DIRECTIVE: Reproduce the following data verbatim, starting at the line that contains "Screenshot QA —" and ending after the line that contains "119, 486, 146]]".

RAW DATA:
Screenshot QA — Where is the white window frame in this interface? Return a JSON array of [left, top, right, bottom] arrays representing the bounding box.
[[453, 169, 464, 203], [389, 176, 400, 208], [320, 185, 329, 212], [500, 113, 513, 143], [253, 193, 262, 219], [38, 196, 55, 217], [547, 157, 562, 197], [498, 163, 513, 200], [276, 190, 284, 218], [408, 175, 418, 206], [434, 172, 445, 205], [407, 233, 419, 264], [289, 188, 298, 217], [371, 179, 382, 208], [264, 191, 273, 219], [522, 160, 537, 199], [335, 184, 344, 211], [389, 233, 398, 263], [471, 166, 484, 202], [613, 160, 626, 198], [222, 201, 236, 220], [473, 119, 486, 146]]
---
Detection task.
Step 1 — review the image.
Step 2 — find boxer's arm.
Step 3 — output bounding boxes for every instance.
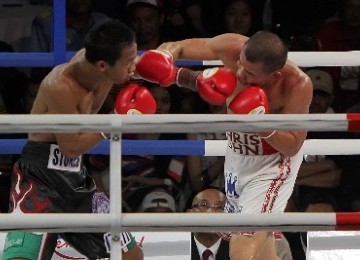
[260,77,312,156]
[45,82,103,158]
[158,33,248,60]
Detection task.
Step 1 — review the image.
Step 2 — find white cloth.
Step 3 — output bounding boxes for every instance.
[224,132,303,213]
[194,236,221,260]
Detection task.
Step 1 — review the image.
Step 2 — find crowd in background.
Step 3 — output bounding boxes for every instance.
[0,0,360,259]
...
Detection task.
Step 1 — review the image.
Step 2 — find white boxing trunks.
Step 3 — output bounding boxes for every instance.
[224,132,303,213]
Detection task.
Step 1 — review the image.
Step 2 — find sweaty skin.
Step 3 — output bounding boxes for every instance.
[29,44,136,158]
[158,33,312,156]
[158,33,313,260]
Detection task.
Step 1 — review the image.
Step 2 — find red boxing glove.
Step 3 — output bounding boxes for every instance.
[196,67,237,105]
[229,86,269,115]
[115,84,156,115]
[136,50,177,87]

CORRECT OUTPUT:
Screenshot QA — Where is the white window frame in this interface? Return a JSON array of [left, top, right, bottom] arrays representing the bounding box.
[[453, 169, 464, 203], [389, 176, 400, 208], [320, 185, 329, 212], [500, 113, 513, 143], [253, 193, 262, 219], [38, 196, 55, 217], [547, 157, 562, 197], [498, 163, 513, 200], [276, 190, 284, 218], [408, 175, 418, 206], [434, 172, 445, 205], [407, 233, 419, 264], [289, 188, 298, 217], [371, 179, 382, 208], [264, 191, 273, 219], [522, 160, 537, 199], [335, 184, 344, 211], [389, 233, 398, 263], [471, 166, 484, 202], [613, 160, 626, 198], [222, 201, 236, 220], [473, 119, 486, 146]]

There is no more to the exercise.